A paper published in Industrial Biotechnology simulated the profitability of Plants Engineered to Replace Oil in Sugarcane and Sweet Sorghum (PETROSS) with 0%, 5%, 10%, and 20% oil. They found that growing sorghum in addition to sugarcane could keep biorefineries running for an additional two months, increasing production and revenue by 20-30%.
Today, PETROSS sugarcane produces 13% oil by dry weight, 8% of which is the kind of oil used to make biodiesel. At 20% oil, sugarcane would produce 13 times more oil—and six times more profit—per acre than soybeans.
A biorefinery plant processing PETROSS sugarcane with 20% oil would have a 24% international rate of return—a metric used to measure the profitability of potential investments—which increases to 29% when PETROSS sorghum with 20% oil is processed for an additional two months during the sugarcane offseason.
“When a sugarcane plant has to shut down, the company is still paying for capital utilization; they have spent millions of dollars on equipment that isn’t used for five months,” said co-lead author Vijay Singh, Director of the Integrated Bioprocessing Research Laboratory at Illinois. “We propose bringing in another crop, sweet sorghum, to put that equipment to use and decrease capital utilization costs.”
By decreasing capital utilization costs, the cost to produce ethanol and biodiesel drops by several cents per liter. Processing lipid-sorghum during the lipid-cane off-season increased annual biofuel production by 20 to 30%, thereby increasing total revenue without any additional investment in equipment.
The simulations in this paper accounted for the equipment required to retrofit ethanol plants to produce biodiesel. In the U.S., about 90 percent of ethanol plants are already retrofitted to produce biodiesel. According to Singh, in places like Brazil where they produce a large amount of sugarcane, it makes sense to retrofit ethanol plants. “Our study shows that it is cost effective to do it.”

- - -

§ GIVEN INSTRUCTION A: Print the PETROSS passage from "A paper published" to "the sugarcane offseason.".
The rows that follow are unrelated to the PETROSS passage.

§ RECORDS PROVIDED:
- - -

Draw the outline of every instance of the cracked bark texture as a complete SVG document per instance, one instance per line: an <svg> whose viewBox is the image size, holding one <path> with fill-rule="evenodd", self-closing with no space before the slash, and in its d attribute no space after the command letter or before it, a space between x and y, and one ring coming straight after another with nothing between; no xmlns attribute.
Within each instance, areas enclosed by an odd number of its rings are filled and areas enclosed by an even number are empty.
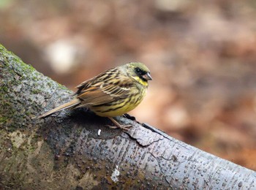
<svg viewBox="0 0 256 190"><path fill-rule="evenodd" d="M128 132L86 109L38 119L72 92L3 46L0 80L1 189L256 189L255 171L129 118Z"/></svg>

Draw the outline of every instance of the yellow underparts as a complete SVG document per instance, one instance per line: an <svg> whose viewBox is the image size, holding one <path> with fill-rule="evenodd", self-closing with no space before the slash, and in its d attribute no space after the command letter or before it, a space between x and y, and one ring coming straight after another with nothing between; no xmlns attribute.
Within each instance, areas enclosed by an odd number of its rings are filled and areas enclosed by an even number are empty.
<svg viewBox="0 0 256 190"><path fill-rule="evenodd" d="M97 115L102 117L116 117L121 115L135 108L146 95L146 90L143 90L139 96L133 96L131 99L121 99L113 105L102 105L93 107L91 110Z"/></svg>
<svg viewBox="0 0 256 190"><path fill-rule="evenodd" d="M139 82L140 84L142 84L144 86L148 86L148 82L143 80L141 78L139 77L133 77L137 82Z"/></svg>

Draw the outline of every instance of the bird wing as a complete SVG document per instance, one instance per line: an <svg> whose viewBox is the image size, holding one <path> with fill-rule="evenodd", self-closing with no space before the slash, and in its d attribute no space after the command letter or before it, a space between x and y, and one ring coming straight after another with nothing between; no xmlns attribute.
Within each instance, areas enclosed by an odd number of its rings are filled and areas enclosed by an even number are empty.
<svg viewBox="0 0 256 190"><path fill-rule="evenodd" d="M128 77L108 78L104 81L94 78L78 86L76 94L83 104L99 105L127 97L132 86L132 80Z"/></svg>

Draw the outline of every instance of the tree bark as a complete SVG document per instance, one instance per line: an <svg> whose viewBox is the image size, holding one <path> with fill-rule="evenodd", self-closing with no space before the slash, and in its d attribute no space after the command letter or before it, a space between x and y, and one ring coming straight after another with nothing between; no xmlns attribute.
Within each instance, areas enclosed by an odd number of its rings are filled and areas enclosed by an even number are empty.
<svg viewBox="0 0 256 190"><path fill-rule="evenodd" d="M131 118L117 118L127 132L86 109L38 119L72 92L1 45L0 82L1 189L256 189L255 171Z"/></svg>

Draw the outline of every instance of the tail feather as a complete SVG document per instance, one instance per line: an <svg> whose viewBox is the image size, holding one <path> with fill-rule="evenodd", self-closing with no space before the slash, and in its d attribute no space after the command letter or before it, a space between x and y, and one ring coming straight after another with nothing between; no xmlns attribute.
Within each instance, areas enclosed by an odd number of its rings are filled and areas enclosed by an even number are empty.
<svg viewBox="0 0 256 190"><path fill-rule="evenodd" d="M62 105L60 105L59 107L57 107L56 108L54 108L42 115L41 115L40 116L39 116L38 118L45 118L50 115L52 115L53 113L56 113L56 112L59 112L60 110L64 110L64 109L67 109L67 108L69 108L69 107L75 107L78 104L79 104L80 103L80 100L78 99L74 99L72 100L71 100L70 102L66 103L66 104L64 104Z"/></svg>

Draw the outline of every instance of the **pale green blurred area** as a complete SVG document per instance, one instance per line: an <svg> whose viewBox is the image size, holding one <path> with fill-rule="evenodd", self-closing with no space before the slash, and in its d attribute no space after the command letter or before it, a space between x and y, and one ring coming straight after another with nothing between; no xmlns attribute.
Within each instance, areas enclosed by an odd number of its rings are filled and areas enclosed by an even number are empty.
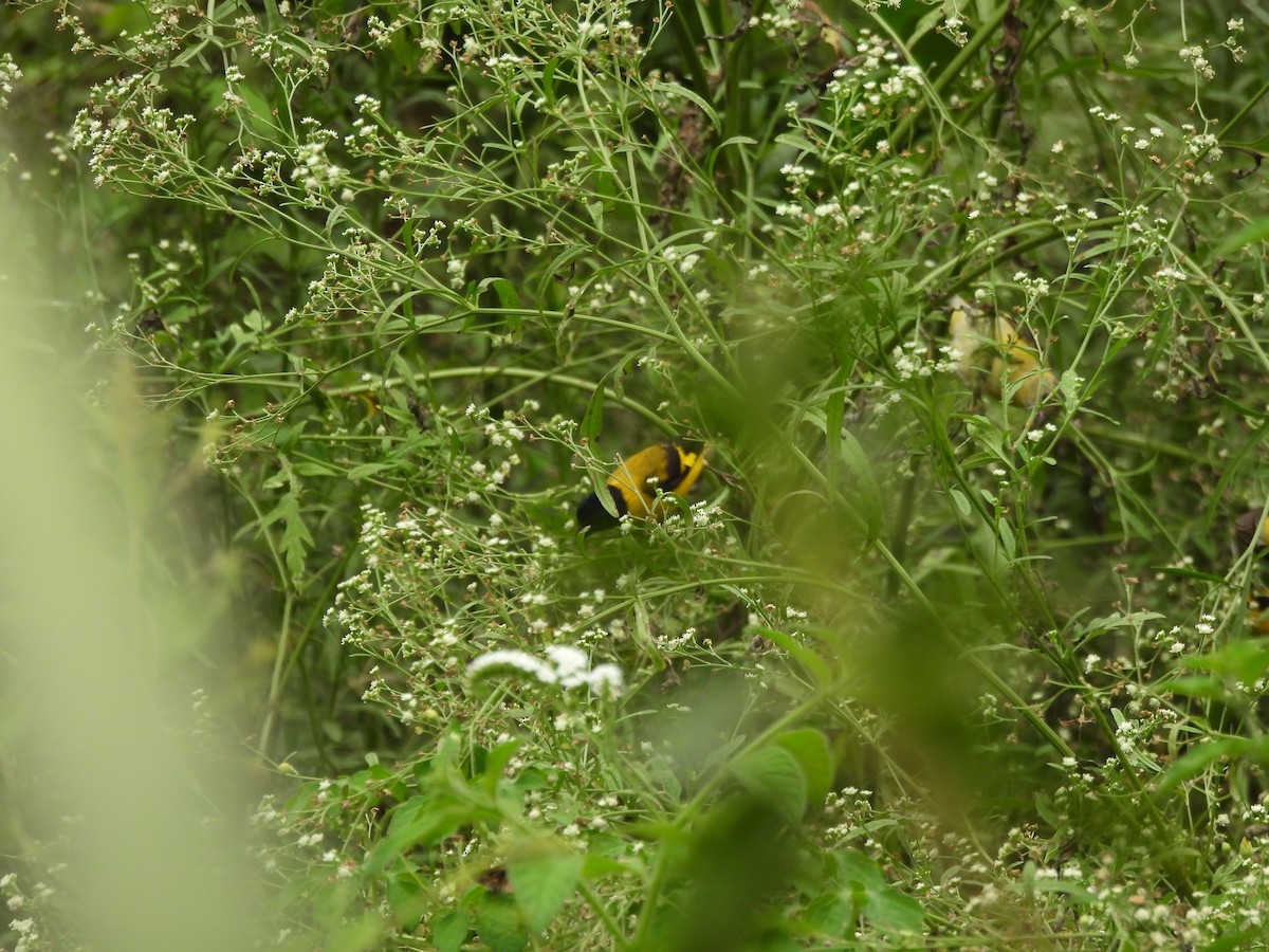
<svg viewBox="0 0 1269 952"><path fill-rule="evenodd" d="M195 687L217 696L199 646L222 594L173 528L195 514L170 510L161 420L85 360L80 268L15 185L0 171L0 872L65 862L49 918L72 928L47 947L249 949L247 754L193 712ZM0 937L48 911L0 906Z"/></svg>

- - -

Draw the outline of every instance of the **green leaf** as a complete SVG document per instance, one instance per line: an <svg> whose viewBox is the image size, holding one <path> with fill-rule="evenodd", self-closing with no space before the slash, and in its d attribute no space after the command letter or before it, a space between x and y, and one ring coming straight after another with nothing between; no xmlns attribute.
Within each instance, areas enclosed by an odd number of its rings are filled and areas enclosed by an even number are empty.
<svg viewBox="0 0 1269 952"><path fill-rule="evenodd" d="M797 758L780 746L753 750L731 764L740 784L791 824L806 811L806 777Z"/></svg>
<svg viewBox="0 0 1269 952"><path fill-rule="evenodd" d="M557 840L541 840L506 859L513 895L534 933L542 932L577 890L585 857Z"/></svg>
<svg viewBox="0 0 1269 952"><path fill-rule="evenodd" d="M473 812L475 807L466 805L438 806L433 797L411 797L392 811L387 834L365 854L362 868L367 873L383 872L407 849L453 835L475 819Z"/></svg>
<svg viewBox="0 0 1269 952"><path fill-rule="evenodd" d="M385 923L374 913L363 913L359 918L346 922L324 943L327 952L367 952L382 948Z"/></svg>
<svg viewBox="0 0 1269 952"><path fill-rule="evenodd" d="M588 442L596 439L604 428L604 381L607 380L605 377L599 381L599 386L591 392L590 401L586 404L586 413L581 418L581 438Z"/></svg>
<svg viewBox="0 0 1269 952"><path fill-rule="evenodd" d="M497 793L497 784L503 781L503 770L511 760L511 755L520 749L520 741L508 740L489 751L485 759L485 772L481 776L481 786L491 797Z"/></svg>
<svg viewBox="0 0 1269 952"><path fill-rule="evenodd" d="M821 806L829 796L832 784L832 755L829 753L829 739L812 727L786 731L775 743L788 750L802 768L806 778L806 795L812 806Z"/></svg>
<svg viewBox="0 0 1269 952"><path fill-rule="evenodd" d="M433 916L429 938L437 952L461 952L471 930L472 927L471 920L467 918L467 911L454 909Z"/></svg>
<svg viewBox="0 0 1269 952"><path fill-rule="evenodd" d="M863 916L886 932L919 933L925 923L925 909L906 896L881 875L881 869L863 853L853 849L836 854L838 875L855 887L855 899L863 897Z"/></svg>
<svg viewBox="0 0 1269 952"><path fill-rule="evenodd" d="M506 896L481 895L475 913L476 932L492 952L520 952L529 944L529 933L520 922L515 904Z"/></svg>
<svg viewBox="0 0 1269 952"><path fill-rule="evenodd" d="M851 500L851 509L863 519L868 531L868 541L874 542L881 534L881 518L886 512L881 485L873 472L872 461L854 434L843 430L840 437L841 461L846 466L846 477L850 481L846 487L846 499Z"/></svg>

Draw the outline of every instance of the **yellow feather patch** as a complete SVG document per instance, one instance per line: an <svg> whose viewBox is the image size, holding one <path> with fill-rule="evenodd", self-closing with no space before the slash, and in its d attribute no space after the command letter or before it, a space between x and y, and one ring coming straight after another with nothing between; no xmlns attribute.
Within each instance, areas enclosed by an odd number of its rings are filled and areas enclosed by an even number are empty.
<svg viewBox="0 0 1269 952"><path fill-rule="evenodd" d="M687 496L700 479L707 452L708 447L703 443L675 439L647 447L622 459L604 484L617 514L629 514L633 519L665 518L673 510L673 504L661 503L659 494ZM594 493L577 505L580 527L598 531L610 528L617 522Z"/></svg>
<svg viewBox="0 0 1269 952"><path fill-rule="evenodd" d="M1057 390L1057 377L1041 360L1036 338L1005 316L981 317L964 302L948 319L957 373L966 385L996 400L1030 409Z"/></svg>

- - -

§ GIVEN INSTRUCTION B: Render the rows from the line with "Draw the outline of every instance of the cracked" to the line with "77L108 78L104 81L94" as a Markdown table with the columns Number and Line, skipping blank lines and leaving out the pictures.

§ OUTPUT A:
A paper published in Industrial Biotechnology simulated the profitability of Plants Engineered to Replace Oil in Sugarcane and Sweet Sorghum (PETROSS) with 0%, 5%, 10%, and 20% oil. They found that growing sorghum in addition to sugarcane could keep biorefineries running for an additional two months, increasing production and revenue by 20-30%.
Today, PETROSS sugarcane produces 13% oil by dry weight, 8% of which is the kind of oil used to make biodiesel. At 20% oil, sugarcane would produce 13 times more oil—and six times more profit—per acre than soybeans.
A biorefinery plant processing PETROSS sugarcane with 20% oil would have a 24% international rate of return—a metric used to measure the profitability of potential investments—which increases to 29% when PETROSS sorghum with 20% oil is processed for an additional two months during the sugarcane offseason.

§ OUTPUT B:
| Number | Line |
|---|---|
| 1 | Draw the outline of every instance of the cracked bark texture as a complete SVG document per instance, one instance per line: an <svg> whose viewBox is the image size, holding one <path> with fill-rule="evenodd", self-closing with no space before the slash, and in its d attribute no space after the command letter or before it, a space between x and y, and one ring coming straight after another with nothing between; no xmlns attribute. |
| 2 | Within each instance, areas enclosed by an odd number of its rings are filled and areas enclosed by an even number are empty. |
| 3 | <svg viewBox="0 0 256 190"><path fill-rule="evenodd" d="M128 132L86 109L38 119L72 92L3 46L0 80L1 189L256 189L255 171L129 118Z"/></svg> |
| 4 | Draw the outline of every instance of the yellow underparts as a complete SVG document per instance, one instance per line: an <svg> whose viewBox is the image size, holding one <path> with fill-rule="evenodd", self-closing with no space before the slash, and in its d attribute no space after the command letter or before it, a space between x and y, and one ring coming straight after another with nothing between; no xmlns attribute. |
| 5 | Within each instance, areas enclosed by an odd number of its rings are filled and areas enclosed by an even number are empty. |
| 6 | <svg viewBox="0 0 256 190"><path fill-rule="evenodd" d="M97 115L102 117L116 117L121 115L135 108L146 95L146 90L143 90L139 96L133 96L131 99L121 99L113 105L102 105L93 107L91 110Z"/></svg> |
| 7 | <svg viewBox="0 0 256 190"><path fill-rule="evenodd" d="M139 82L140 84L142 84L144 86L148 86L148 82L143 80L141 78L139 77L133 77L137 82Z"/></svg> |
| 8 | Draw the outline of every instance of the bird wing as a complete SVG document per instance, one instance per line: an <svg> whose viewBox is the image size, holding one <path> with fill-rule="evenodd", self-closing with no space before the slash, and in its d attribute no space after the command letter or before it, a space between x and y, and one ring coming straight after another with nothing between; no xmlns attribute. |
| 9 | Within each instance, areas enclosed by an odd number of its rings are filled and areas enclosed by an even number are empty. |
| 10 | <svg viewBox="0 0 256 190"><path fill-rule="evenodd" d="M128 77L108 78L104 81L94 78L78 86L76 94L83 104L99 105L127 97L132 86L132 80Z"/></svg> |